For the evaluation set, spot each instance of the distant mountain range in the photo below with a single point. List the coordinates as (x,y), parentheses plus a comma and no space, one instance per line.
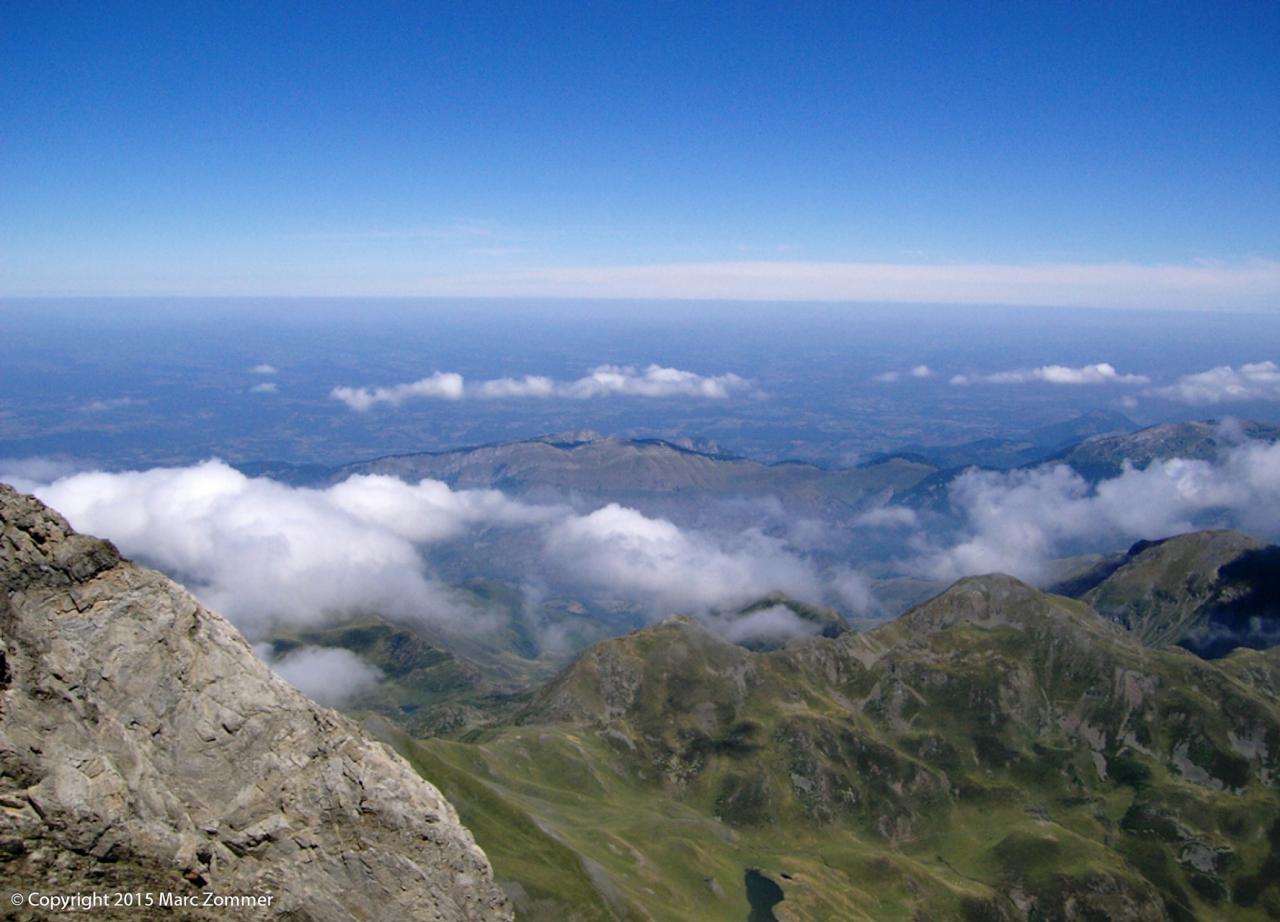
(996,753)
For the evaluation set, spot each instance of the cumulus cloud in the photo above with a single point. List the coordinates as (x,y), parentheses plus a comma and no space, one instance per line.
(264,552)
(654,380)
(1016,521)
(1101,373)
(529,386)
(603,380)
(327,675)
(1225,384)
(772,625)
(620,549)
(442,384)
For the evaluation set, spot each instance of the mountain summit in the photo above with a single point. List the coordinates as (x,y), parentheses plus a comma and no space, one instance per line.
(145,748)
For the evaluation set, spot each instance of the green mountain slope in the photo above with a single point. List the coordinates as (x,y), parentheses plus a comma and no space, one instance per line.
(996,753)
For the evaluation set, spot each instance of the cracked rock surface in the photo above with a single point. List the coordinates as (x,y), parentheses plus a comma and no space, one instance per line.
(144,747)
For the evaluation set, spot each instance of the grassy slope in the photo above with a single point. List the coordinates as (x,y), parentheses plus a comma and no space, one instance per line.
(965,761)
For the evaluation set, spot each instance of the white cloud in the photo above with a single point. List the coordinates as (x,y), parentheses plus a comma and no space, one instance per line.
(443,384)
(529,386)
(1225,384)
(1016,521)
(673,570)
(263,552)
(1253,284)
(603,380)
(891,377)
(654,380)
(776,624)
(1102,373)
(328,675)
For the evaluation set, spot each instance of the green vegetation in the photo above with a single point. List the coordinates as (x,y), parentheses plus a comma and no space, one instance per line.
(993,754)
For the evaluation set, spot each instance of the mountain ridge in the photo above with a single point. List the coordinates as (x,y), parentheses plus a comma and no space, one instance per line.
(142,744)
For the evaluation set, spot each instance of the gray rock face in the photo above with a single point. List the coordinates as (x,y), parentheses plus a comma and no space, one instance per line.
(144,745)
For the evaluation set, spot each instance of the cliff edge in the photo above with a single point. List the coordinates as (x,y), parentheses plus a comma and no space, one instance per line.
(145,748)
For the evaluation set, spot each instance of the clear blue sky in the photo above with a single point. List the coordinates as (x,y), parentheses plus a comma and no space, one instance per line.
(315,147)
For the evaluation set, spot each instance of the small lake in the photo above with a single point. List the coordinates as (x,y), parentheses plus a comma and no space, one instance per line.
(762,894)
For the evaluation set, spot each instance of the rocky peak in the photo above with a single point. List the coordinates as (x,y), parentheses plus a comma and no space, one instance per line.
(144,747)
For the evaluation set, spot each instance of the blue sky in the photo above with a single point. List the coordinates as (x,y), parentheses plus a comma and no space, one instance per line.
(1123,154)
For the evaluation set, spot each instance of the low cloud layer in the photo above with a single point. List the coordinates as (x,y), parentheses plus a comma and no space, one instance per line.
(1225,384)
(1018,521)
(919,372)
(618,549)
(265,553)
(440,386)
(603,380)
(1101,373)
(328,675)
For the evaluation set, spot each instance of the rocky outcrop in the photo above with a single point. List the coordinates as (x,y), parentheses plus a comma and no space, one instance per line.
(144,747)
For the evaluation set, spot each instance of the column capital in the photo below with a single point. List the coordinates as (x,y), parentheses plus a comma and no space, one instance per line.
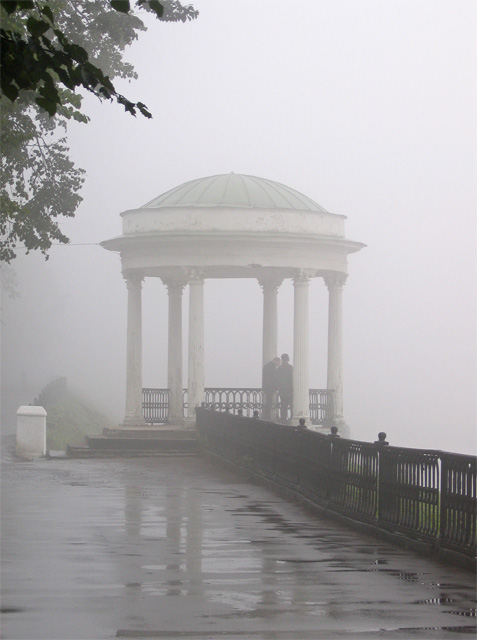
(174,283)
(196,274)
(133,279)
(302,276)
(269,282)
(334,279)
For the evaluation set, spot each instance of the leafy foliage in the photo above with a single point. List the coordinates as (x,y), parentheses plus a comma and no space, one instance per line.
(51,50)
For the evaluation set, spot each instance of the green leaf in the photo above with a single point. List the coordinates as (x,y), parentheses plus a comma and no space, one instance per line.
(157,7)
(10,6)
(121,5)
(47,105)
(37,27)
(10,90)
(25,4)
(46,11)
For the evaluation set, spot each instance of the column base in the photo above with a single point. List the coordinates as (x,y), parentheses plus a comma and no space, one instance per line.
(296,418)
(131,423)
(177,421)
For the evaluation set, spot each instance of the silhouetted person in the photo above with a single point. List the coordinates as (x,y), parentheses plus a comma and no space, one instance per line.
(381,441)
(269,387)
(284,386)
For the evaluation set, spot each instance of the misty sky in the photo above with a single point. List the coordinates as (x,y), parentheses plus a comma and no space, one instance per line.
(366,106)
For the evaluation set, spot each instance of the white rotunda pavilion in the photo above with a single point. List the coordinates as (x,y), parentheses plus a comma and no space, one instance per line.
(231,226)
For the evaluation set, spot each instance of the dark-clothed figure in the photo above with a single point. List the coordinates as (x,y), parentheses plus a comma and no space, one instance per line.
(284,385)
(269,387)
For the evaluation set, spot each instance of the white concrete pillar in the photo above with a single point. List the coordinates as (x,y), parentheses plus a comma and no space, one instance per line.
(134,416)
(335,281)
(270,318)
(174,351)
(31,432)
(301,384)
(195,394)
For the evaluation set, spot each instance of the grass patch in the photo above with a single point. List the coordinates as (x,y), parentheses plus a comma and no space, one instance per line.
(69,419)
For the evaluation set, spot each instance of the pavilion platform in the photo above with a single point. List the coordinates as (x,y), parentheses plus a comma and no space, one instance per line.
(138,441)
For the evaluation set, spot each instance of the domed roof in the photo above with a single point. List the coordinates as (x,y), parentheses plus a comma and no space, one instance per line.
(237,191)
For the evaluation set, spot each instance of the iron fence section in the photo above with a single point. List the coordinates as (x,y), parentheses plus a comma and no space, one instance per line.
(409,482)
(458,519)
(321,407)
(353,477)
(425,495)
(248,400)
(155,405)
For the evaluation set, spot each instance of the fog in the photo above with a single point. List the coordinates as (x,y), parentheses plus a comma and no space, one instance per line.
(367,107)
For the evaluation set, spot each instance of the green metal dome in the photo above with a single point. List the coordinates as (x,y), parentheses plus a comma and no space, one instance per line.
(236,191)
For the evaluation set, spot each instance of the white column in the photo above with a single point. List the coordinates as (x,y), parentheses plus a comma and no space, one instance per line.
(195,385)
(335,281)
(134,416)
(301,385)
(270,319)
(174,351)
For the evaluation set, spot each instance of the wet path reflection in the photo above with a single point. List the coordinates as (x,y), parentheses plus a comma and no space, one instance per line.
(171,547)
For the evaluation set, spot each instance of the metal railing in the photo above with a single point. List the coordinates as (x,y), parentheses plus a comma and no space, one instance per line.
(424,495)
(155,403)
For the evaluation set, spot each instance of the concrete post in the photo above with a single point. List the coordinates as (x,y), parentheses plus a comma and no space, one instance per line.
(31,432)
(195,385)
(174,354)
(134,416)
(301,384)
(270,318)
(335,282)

--

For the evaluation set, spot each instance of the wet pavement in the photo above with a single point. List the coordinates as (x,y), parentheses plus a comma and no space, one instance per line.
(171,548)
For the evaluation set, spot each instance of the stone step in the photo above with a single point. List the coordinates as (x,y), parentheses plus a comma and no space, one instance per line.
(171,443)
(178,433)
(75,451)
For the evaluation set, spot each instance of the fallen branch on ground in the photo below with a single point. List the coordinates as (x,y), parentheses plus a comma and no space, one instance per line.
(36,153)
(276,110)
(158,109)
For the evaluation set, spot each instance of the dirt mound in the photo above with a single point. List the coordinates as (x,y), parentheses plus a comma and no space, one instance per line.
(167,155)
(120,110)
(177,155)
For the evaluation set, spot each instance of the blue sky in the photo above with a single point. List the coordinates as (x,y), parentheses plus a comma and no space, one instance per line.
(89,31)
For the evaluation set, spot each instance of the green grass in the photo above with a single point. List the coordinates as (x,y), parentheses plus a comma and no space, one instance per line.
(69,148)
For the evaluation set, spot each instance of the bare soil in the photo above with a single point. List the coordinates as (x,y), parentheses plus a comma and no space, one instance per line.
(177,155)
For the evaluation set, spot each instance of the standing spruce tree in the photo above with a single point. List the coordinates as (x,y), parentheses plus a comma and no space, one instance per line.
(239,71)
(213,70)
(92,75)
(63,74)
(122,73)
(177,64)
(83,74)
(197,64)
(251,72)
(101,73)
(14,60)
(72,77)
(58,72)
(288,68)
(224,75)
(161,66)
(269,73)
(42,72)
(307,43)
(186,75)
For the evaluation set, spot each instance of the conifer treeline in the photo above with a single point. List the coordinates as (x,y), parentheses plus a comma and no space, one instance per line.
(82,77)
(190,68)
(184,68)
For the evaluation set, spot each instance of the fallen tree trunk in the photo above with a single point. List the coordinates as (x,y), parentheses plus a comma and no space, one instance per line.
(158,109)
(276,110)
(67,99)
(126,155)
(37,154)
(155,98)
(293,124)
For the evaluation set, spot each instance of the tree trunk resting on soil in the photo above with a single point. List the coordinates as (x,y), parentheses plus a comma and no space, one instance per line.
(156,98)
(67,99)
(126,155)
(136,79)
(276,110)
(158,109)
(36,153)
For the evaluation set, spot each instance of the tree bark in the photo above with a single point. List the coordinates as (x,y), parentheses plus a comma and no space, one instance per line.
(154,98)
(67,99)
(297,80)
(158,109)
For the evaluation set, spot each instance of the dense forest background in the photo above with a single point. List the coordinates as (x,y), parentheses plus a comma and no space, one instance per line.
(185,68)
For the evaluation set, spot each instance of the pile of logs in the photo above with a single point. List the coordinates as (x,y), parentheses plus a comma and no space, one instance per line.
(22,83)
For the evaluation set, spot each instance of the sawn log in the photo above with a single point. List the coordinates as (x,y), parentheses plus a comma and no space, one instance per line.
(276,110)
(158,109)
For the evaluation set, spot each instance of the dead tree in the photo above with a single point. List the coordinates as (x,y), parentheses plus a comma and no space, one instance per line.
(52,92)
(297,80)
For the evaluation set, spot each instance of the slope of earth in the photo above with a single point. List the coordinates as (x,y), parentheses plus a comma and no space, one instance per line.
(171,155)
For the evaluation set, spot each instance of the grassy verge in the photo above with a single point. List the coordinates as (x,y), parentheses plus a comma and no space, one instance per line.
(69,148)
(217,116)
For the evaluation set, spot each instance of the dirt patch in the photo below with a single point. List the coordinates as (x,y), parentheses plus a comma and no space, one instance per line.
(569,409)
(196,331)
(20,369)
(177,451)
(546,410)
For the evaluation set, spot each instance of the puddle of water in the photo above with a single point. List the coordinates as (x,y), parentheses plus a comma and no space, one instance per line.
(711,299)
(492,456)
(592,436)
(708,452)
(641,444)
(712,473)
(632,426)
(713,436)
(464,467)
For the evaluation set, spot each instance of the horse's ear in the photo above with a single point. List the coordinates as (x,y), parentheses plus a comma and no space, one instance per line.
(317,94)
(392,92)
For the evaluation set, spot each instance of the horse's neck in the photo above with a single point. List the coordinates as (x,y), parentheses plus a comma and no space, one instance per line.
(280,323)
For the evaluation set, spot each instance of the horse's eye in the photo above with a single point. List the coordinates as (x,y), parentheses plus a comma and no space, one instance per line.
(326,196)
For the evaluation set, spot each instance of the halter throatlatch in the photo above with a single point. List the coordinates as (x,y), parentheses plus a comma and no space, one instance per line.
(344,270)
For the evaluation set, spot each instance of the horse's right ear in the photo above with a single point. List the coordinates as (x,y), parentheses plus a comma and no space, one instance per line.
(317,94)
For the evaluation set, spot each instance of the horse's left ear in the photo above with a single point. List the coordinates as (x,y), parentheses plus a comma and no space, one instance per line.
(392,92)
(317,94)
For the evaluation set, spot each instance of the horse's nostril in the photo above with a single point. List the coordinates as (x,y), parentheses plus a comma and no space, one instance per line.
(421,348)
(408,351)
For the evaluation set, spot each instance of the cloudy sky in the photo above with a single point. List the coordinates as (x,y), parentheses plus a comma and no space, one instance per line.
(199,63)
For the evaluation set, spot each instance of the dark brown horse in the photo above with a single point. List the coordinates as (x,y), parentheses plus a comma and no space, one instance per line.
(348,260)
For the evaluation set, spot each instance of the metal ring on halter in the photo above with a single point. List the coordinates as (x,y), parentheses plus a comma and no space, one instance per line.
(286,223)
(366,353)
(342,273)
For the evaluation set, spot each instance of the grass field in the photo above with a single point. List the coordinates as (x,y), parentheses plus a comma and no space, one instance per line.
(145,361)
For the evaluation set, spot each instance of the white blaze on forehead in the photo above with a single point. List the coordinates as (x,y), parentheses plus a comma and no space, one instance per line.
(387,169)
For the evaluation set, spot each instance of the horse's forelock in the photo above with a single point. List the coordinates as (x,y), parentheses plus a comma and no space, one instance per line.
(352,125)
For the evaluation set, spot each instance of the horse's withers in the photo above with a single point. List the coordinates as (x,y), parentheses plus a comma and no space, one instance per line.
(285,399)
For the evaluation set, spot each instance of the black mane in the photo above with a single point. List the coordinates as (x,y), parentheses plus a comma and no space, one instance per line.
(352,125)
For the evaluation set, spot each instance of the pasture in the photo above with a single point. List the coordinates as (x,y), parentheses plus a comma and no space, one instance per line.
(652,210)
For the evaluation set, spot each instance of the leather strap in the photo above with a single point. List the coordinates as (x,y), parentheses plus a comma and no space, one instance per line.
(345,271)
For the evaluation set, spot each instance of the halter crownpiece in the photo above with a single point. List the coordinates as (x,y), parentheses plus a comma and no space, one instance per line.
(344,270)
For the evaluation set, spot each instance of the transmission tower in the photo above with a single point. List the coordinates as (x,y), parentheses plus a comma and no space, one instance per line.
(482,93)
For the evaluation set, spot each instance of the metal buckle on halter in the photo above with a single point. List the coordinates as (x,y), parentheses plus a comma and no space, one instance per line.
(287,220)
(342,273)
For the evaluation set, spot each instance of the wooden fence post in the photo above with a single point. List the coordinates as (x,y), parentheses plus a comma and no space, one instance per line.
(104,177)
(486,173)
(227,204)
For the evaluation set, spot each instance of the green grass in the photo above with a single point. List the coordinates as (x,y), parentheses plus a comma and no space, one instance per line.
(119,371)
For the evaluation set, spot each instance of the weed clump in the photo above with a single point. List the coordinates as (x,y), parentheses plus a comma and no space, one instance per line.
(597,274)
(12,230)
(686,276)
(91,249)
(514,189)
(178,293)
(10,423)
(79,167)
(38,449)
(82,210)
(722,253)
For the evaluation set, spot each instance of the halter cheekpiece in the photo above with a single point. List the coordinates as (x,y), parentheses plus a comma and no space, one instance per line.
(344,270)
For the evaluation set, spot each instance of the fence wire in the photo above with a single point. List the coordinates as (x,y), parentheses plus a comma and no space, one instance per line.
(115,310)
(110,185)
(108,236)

Task instructions => Pick out every line of the items above that contains the word "soil", and copy each one in full. Case counts.

Full solution =>
For the evaluation set, spot each instance of the bare soil in the photo above with a single point. List the coordinates as (x,y), parentheses plus a comma and no space, one instance per line.
For the evaluation set, spot each instance of the tree trunk resting on soil in the photo above with a single point. List the coordinates as (x,y), parentheses plus a comma and no space, one instance per line.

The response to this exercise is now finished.